* PAGE EXTRACT *
- - -

A new estimate released by the Centers for Medicare and Medicaid Services (CMS) reveals that, of the options available to protect Medicare beneficiaries from identity theft, the least expensive of all would be a partial removal of the Social Security Number (SSN) from the Medicare card. According to the estimate, the cost of obscuring the first five digits of the SSN is $255 million. Alternatively, the cost of replacing the SSN with a new beneficiary number was estimated to cost $317 million. The estimate is a 62 percent reduction from CMS’s prior estimate of $850 million.
The new CMS estimate was requested during an August 2012 hearing in which the Government Accountability Office (GAO) criticized the methods used by CMS in prior estimates regarding the removal of the SSN from Medicare cards. CMS was asked to recalculate its numbers based on GAO’s cost estimating guidelines.
Responding to the updated estimates, Social Security Subcommittee Chairman Sam Johnson (R-TX) stated, “Despite the long known dangers of identity theft, CMS refuses to remove Social Security Numbers from Medicare cards. Ten months ago the Subcommittees on Social Security and Health rejected CMS’ phony $850 million price tag for removing SSNs. By holding their feet to the fire, CMS now tells us that the real cost to remove SSNs is actually 62 percent less than what they initially stated. It’s time for CMS to act. If they won’t do what’s right for America’s seniors, we will. That’s why I, along with my fellow Texan and Subcommittee on Social Security member, Congressman Lloyd Doggett, have re-introduced legislation, H.R. 781, the Medicare Identity Theft Prevention Act of 2013, to protect seniors and remove SSNs from Medicare cards once and for all.”
Health Subcommittee Chairman Kevin Brady (R-TX) added, “Protecting the personal information and identities of our nation’s seniors must be a top priority. With the release of their latest report, it appears that CMS is finally taking seriously the need to remove Social Security Numbers from Medicare beneficiary cards. While it took three iterations of this costs report, we are encouraged that all parties are now fully engaged and ready to tackle this serious issue. I continue to look forward to the day that seniors can feel safer in receiving their benefits without the fear of losing their identities to thieves.”

- - -

* STUDY MATERIAL *
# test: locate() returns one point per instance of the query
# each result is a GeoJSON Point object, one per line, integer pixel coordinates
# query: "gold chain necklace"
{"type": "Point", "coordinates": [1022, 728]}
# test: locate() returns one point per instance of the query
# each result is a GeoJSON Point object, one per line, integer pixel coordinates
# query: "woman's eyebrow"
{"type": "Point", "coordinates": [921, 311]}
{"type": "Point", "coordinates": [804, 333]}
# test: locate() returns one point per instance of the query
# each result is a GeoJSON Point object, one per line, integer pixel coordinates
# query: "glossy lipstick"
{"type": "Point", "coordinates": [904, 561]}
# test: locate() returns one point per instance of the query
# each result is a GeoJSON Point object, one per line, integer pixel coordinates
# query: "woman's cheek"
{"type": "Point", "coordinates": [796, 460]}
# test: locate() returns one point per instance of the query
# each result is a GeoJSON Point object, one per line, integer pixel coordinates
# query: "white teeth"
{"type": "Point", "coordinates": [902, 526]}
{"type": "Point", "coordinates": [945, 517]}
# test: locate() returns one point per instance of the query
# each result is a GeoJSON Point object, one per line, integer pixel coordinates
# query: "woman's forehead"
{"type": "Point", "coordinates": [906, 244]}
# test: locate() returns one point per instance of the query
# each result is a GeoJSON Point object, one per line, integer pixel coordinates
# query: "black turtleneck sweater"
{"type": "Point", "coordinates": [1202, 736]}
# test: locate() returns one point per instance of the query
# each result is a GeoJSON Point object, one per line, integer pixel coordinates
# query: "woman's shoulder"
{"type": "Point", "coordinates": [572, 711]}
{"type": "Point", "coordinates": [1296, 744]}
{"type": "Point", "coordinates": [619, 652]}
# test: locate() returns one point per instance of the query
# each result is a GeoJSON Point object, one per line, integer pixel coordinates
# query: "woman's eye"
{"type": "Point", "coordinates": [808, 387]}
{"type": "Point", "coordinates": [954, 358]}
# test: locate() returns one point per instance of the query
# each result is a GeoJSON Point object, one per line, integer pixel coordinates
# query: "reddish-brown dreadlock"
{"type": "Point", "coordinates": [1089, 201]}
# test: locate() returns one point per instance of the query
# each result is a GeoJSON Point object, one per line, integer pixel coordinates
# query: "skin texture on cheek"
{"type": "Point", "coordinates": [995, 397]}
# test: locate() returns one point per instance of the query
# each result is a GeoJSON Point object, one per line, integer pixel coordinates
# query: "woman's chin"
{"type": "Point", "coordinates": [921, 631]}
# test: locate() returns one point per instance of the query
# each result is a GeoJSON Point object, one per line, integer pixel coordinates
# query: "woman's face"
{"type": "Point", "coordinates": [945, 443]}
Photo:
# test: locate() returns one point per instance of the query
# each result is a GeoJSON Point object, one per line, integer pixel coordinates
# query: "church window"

- - -

* WORK INSTRUCTION 1 *
According to the article on the CMS cost estimate, how much would it cost to replace the SSN with a new beneficiary number?
* WORK INSTRUCTION 2 *
Summarize the article on the CMS cost estimate in two sentences.
The rows are separate material and have no connection to the article on the CMS cost estimate.

* RESULT 1 *
$317 million.

* RESULT 2 *
A new CMS estimate puts the cost of obscuring the first five digits of the Social Security Number on Medicare cards at $255 million and the cost of replacing it with a new beneficiary number at $317 million, a 62 percent reduction from the prior $850 million estimate. The estimate was requested at an August 2012 hearing where GAO criticized CMS's earlier methods; in response, Sam Johnson pointed to the re-introduced H.R. 781 to remove SSNs from Medicare cards, and Kevin Brady said protecting seniors' personal information must be a top priority.